Written exercise » Reproduce each of the items below verbatim, keeping every line as it stands.

Input records »
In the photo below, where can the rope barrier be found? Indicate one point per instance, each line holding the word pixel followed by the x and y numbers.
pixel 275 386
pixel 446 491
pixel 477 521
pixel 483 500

Exercise response »
In the photo below, where can the rope barrier be found? Indicate one point per instance, each line holding the word pixel followed by the x and y numbers.
pixel 275 386
pixel 446 491
pixel 477 521
pixel 483 500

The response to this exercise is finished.